◆ **Exercise prompt**
The answer should consist of every record, reproduced exactly.

[Natural-language object grounding data]
☆ ☆ ☆

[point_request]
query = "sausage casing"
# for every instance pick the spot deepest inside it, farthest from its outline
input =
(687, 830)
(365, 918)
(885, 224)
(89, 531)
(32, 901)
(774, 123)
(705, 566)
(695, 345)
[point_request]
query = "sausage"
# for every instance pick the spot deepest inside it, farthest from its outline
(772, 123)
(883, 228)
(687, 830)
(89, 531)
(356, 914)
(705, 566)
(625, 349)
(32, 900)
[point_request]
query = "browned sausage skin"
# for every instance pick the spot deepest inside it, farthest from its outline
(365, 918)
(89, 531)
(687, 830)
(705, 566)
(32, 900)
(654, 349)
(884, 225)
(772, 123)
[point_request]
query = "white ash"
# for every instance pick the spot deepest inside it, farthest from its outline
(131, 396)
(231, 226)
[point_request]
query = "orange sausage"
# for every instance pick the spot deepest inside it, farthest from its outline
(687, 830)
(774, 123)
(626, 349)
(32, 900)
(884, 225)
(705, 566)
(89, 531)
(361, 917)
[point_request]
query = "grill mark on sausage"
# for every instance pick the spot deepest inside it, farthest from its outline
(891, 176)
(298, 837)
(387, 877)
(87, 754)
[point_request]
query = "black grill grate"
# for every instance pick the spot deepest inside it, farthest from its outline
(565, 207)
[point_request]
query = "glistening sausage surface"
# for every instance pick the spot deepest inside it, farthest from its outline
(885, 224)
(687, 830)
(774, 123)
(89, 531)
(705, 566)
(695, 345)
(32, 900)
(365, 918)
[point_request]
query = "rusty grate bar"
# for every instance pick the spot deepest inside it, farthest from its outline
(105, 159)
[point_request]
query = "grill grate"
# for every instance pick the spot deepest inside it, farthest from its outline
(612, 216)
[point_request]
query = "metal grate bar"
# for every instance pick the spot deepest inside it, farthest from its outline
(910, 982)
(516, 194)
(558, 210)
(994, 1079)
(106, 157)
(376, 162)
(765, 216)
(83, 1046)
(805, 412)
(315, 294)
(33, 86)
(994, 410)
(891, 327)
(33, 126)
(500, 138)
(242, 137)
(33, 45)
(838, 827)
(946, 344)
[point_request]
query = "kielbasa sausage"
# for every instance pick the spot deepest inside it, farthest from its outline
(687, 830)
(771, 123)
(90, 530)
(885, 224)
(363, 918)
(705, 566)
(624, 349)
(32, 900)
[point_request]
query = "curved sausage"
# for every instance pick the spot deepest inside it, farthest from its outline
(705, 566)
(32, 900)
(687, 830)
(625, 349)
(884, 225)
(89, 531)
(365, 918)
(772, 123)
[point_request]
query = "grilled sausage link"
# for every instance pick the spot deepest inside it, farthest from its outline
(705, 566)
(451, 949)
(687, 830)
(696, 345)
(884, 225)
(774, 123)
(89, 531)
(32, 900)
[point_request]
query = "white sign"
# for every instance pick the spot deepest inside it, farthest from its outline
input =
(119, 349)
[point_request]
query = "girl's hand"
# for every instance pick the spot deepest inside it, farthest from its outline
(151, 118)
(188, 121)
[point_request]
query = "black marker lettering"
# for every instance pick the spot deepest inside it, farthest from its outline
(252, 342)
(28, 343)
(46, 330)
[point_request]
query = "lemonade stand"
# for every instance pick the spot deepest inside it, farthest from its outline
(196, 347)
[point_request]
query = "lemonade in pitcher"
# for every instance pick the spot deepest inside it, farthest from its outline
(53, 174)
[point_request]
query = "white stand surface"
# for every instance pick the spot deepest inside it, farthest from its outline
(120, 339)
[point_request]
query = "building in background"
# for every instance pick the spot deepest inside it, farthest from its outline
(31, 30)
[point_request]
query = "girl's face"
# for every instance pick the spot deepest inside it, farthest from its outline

☆ ☆ ☆

◆ **Written answer**
[point_request]
query = "sausage casing"
# for every instance pick the spot deepest inside it, farthest from its outline
input =
(687, 830)
(365, 918)
(885, 224)
(89, 531)
(32, 901)
(774, 123)
(705, 566)
(695, 345)
[point_request]
query = "sausage"
# for every instance pick the spot deepest inside it, farthest from its outline
(772, 123)
(883, 228)
(687, 830)
(89, 531)
(356, 914)
(705, 566)
(625, 349)
(32, 900)
[point_request]
query = "browned sausage skin"
# for every instance pick the spot deepest inside it, farthest from its outline
(365, 918)
(89, 531)
(687, 830)
(705, 566)
(32, 900)
(654, 349)
(884, 225)
(772, 123)
[point_request]
query = "white ash"
# for every instance pick the spot deepest inside it, farthest from its outline
(131, 396)
(231, 226)
[point_request]
query = "orange sausage"
# for every instance pick the spot deepest inside it, farthest from its outline
(687, 830)
(774, 123)
(626, 349)
(32, 900)
(884, 225)
(705, 566)
(89, 531)
(361, 917)
[point_request]
query = "grill mark on sausage"
# for every instance pick the spot deepest inside it, farthest from its outline
(891, 176)
(298, 837)
(387, 877)
(87, 754)
[point_request]
query = "black grill grate"
# for every instance pick the spot deepest inside it, farthest from its outline
(565, 207)
[point_request]
query = "glistening sausage surface"
# for every instance pick the spot deepest inside it, farthest from its outline
(885, 224)
(687, 830)
(774, 123)
(89, 531)
(705, 566)
(695, 345)
(32, 900)
(365, 918)
[point_request]
query = "rusty grate bar"
# for every instance pick the spot deepest inside it, farthest from its outline
(105, 159)
[point_request]
query = "grill grate"
# for every instance pick the spot deepest inside it, farthest from its outline
(612, 216)
[point_request]
query = "metal grate bar"
# for every instance pick the spot deepest inside it, farthest from its outline
(910, 982)
(516, 194)
(558, 210)
(994, 1079)
(106, 157)
(376, 162)
(765, 216)
(83, 1046)
(805, 412)
(315, 294)
(33, 86)
(994, 410)
(891, 327)
(33, 126)
(500, 138)
(242, 137)
(33, 45)
(838, 827)
(946, 344)
[point_request]
query = "kielbasa sausage"
# for every instance pick the spot deepest inside it, farthest from its outline
(687, 830)
(771, 123)
(90, 530)
(885, 224)
(363, 918)
(705, 566)
(624, 349)
(32, 900)
[point_request]
query = "curved sausage"
# for every instance pick the spot deepest inside it, farthest from its outline
(705, 566)
(32, 900)
(687, 830)
(625, 349)
(884, 225)
(89, 531)
(365, 918)
(772, 123)
[point_request]
query = "grilled sausage link"
# for every instance pick the spot deepest inside it, farthest from its outline
(705, 566)
(451, 949)
(687, 830)
(696, 345)
(884, 225)
(774, 123)
(89, 531)
(32, 900)
[point_request]
query = "white sign"
# for every instance pick the spot deepest inside it, farthest from its outline
input =
(119, 349)
[point_request]
query = "girl's hand"
# for every instance pick the spot deepest inside it, farthest from its outline
(151, 118)
(188, 121)
[point_request]
query = "black marker lettering"
# for every instance pick the spot deepest inside it, farthest from its outline
(252, 342)
(28, 343)
(46, 330)
[point_request]
query = "lemonade stand"
# for every instance pick the spot deepest inside it, farthest from its outline
(196, 347)
[point_request]
query = "lemonade in pitcher"
# for every instance pick the spot deepest inside it, farthest from its outline
(53, 174)
[point_request]
query = "white stand surface"
# for every instance pick the spot deepest inside it, farthest from its outline
(120, 339)
[point_request]
query = "building in background"
# for every instance pick the spot deepest inside it, farthest from its outline
(31, 30)
[point_request]
query = "girl's face"
# for every instance pick the spot deepest inside it, farthest from its outline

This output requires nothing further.